Aim of the task
Rewrite the records from the line with "of the eyebrow" up to and including the line with "42], [146, 41]]]", and only those lines, keeping the requests unchanged. Multiply every polygon vertex coordinate in the answers by 1.15 and round each result to a whole number, with halves rounded up.

Input data
— Start —

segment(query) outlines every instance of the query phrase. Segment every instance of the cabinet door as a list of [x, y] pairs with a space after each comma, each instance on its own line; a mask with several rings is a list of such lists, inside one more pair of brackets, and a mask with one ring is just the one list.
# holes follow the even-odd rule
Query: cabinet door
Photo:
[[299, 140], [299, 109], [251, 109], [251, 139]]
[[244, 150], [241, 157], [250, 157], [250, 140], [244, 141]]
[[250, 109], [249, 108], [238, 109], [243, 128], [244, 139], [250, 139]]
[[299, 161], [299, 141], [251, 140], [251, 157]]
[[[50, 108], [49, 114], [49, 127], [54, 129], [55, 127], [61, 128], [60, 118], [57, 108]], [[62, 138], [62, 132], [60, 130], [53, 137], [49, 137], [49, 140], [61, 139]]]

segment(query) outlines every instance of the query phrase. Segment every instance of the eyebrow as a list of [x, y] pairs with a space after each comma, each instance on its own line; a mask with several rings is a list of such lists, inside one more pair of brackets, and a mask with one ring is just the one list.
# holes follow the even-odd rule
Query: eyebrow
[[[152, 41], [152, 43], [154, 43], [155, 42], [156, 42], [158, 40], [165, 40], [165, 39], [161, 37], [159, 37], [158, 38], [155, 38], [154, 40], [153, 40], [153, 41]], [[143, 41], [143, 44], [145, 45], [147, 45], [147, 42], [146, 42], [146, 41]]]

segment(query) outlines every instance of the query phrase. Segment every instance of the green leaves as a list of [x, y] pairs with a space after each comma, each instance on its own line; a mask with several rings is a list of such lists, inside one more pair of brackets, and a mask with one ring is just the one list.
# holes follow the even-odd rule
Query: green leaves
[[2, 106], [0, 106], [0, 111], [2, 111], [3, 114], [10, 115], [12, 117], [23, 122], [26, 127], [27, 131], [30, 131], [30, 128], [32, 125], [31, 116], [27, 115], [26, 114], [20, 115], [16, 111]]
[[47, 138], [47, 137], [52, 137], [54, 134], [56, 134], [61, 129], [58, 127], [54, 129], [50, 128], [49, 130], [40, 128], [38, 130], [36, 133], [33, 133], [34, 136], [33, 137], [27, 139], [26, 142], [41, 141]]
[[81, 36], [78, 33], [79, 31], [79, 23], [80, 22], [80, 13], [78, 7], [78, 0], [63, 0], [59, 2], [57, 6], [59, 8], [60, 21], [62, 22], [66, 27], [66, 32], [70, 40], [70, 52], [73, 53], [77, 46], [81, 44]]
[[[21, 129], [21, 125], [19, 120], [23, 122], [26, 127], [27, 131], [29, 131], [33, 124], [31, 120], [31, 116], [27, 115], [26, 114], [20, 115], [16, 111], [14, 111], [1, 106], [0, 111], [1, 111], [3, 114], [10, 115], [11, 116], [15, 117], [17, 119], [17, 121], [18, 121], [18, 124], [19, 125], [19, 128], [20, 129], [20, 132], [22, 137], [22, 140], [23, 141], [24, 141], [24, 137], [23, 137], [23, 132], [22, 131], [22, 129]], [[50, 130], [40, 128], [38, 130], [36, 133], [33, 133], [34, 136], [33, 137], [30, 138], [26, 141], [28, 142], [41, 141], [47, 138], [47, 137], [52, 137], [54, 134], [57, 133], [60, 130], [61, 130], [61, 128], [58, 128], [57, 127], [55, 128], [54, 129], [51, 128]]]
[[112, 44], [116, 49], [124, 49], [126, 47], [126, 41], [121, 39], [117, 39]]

— End —

Completed exercise
segment(query) outlines every instance of the query phrase. Segment every instance of the eyebrow as a list of [x, y] pairs with a space after each comma, each instance on its own line; a mask with several rings is a list of such lists, inside one more pair of brackets, and a mask with one ring is just the one list.
# holes follow the even-odd rule
Query: eyebrow
[[[175, 47], [175, 49], [177, 49], [178, 48], [179, 48], [182, 46], [190, 46], [190, 45], [185, 43], [183, 43], [182, 44], [178, 44], [177, 46], [176, 46], [176, 47]], [[164, 47], [164, 51], [167, 52], [169, 52], [169, 48], [168, 48], [168, 47]]]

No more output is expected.